— Start —
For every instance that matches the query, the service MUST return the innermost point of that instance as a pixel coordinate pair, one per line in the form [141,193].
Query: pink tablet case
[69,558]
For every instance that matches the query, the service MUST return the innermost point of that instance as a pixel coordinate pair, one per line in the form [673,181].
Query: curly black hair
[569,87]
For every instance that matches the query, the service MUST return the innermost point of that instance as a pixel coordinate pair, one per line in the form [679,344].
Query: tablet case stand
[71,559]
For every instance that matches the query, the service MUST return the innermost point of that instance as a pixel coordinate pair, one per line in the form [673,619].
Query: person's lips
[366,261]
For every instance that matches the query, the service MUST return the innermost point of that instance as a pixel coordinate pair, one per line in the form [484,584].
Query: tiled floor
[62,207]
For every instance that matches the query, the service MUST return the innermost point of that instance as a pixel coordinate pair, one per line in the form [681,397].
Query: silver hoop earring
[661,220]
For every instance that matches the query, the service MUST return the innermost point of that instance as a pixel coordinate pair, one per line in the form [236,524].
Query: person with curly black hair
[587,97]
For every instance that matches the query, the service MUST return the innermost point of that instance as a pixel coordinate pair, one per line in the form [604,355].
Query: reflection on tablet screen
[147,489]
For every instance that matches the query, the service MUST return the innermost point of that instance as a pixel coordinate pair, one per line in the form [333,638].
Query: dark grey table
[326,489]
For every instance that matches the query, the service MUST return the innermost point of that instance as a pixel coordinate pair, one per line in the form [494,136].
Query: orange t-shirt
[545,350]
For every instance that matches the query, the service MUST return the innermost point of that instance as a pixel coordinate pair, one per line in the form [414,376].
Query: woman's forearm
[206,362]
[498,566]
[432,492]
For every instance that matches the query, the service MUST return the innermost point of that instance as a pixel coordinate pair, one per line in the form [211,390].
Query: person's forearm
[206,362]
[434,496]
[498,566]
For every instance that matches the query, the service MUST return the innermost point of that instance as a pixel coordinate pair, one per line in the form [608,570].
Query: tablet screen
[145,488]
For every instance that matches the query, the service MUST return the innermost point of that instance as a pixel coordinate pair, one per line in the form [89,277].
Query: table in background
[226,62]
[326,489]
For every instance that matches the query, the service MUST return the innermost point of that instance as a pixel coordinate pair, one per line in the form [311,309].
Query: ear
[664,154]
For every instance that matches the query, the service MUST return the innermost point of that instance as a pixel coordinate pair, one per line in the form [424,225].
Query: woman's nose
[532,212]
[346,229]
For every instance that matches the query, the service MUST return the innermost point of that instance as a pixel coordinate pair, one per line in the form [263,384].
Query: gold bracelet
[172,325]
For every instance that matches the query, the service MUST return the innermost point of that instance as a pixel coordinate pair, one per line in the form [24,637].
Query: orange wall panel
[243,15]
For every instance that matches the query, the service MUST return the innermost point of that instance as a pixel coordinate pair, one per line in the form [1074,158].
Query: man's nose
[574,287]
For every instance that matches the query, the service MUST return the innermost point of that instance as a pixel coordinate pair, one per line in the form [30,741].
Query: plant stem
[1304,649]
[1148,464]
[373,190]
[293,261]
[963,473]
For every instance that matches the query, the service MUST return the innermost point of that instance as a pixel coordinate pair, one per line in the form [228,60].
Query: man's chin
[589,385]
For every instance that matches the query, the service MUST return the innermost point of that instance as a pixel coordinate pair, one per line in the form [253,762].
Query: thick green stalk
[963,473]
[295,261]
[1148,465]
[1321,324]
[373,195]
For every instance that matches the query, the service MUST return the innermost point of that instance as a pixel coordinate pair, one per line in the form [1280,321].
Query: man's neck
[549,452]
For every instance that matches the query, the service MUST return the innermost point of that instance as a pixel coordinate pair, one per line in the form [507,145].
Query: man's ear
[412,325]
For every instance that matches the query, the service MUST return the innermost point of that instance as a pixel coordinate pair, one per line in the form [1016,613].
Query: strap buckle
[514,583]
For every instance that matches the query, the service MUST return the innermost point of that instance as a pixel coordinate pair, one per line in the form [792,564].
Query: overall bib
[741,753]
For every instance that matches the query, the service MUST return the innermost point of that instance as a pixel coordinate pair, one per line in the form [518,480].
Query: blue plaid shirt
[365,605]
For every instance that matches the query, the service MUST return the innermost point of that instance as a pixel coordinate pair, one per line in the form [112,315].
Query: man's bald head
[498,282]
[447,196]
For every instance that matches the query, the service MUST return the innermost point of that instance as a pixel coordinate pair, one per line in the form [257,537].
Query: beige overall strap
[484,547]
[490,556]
— End —
TASK TO COMPLETE –
Turn all of the data above into a numbered list, one line per item, leaving out any blank lines.

FINAL RESULT –
1. For every instance that matches the query, the service MUST return the innermost point of that instance as a pixel coordinate pair, one per line in the form [141,193].
2. Query: pink tablet case
3. [69,558]
4. For every instance that matches the query, the service MUST return the innermost point of that instance as a pixel coordinate pair, one per line in the form [673,181].
5. Query: curly black hair
6. [569,87]
7. For every instance that matches the query, the service MUST return the innermost point of that instance as a pixel coordinate pair, one per line in the form [679,344].
8. Query: tablet case stand
9. [71,559]
10. For every instance that matches the query, the service MUST return the innermost point of that instance as a pixel coordinate pair, one per line in the form [673,619].
11. Query: person's lips
12. [366,261]
13. For every instance that matches the query, the service MUST return the innermost point of that instance as a pixel coordinate pair, one per line in the form [484,584].
14. Query: tiled floor
15. [62,207]
16. For every instance that matches the query, the service MUST return the innermost point of that instance as a pixel coordinate pair, one per line in the form [681,397].
17. Query: silver hoop earring
18. [661,220]
19. For every instance that matches the query, the service MUST return the innermost point of that instance as a pixel coordinate pair, one per line in the form [236,524].
20. Query: person with curly black hair
21. [587,97]
22. For every instance that matches the query, the service MUST return the innermost point of that instance as a pixel coordinate pair, one per line in the form [604,355].
23. Query: reflection on tablet screen
24. [147,489]
25. For every instance that matches the query, the service MUST return the innermost point of that instance as a pixel coordinate pair, one per line in the form [333,638].
26. Query: dark grey table
27. [326,489]
28. For every instance that matches the query, the service MUST return the innermost point of that instance as a pixel coordinate pair, one per line in the form [494,136].
29. Query: orange t-shirt
30. [545,350]
31. For every instance that matches the query, the service MUST return the innermost point of that instance as a pixel coordinate pair, one per line in the form [414,376].
32. Query: woman's forearm
33. [206,362]
34. [498,566]
35. [432,492]
36. For every instance that matches the query, the service MUST return the innermost point of that instance as a pixel coordinate pair, one per line in the form [211,390].
37. Query: person's forearm
38. [206,362]
39. [434,496]
40. [498,566]
41. For every instance that matches the query, the service MUST return the innermost point of that instance as a pixel coordinate pair, one per line in the form [608,570].
42. Query: tablet screen
43. [145,488]
44. For every instance that matches the query, the service MUST return the innermost point of that instance as a pixel coordinate pair, one per line in the form [89,277].
45. Query: table in background
46. [226,62]
47. [326,489]
48. For every instance that matches the query, the service MUST return the innermost point of that instance as a pixel coordinate pair, one per line in the form [311,309].
49. Query: ear
50. [664,154]
51. For every instance that matches the query, the service MUST return the innermost point of that instance as a pixel coordinate pair, one per line in the form [424,225].
52. Query: woman's nose
53. [532,212]
54. [346,229]
55. For every instance that matches the query, the service MUST return the innermost point of that instance as a pixel coordinate pair, one per line in the form [263,384].
56. Query: gold bracelet
57. [172,325]
58. For every instance that matches the query, the service MUST return the innermost point of that instance as a pixel coordinate pair, one per line in the form [24,637].
59. Query: orange wall panel
60. [243,15]
61. For every instance that matches the query, the service MUST return the innermost point of that instance as a pixel coordinate pair, one per line in the form [1074,158].
62. Query: man's nose
63. [574,287]
64. For every instance that matches the query, the service MUST return the innermost point of that instance as a pixel coordinate pair, one per line in the form [30,741].
65. Query: plant stem
66. [1304,649]
67. [1148,464]
68. [373,190]
69. [293,261]
70. [963,473]
71. For every instance that matches the query, the service MUST return the innermost point of that instance as a pixel coordinate pair, one per line in the form [228,60].
72. Query: man's chin
73. [589,385]
74. For every instance that matches the query, the service MUST return the innermost point of that instance as a pixel coordinate pair, one per line in the form [253,762].
75. Query: thick green stalk
76. [963,473]
77. [295,261]
78. [1148,465]
79. [1321,324]
80. [373,195]
81. For every instance that matches the query, the service MUST return the innermost point of that instance as a pixel coordinate pair, one per line in the form [1280,321].
82. Query: man's neck
83. [549,452]
84. For every instance that matches the query, the service MUST return the innermost point of that instance as a pixel coordinate pair, one per line in the form [507,145].
85. Query: man's ear
86. [412,325]
87. For every instance that matches the query, the service MUST return the innermost point of that instance as a pixel coordinate pair, one per line in the form [1016,613].
88. Query: strap buckle
89. [514,583]
90. For every instance that matches the query, the service MUST return the innermost point of that instance as a pixel coordinate pair, one per line in the form [792,564].
91. Query: overall bib
92. [741,753]
93. For every instance that matches the query, the service MUST return the innermost point of that instance as a pixel coordinate pair, one per line in the form [518,480].
94. Query: blue plaid shirt
95. [365,605]
96. For every instance that matches the query, the service MUST return the innermost point of that instance as a pixel coordinate pair, one per line in the form [112,315].
97. Query: man's bald head
98. [498,282]
99. [447,196]
100. For every instance that matches the query, the service MUST return the innermost point of that instance as a pixel coordinate pair, one per line in the form [257,537].
101. Query: beige overall strap
102. [484,547]
103. [490,556]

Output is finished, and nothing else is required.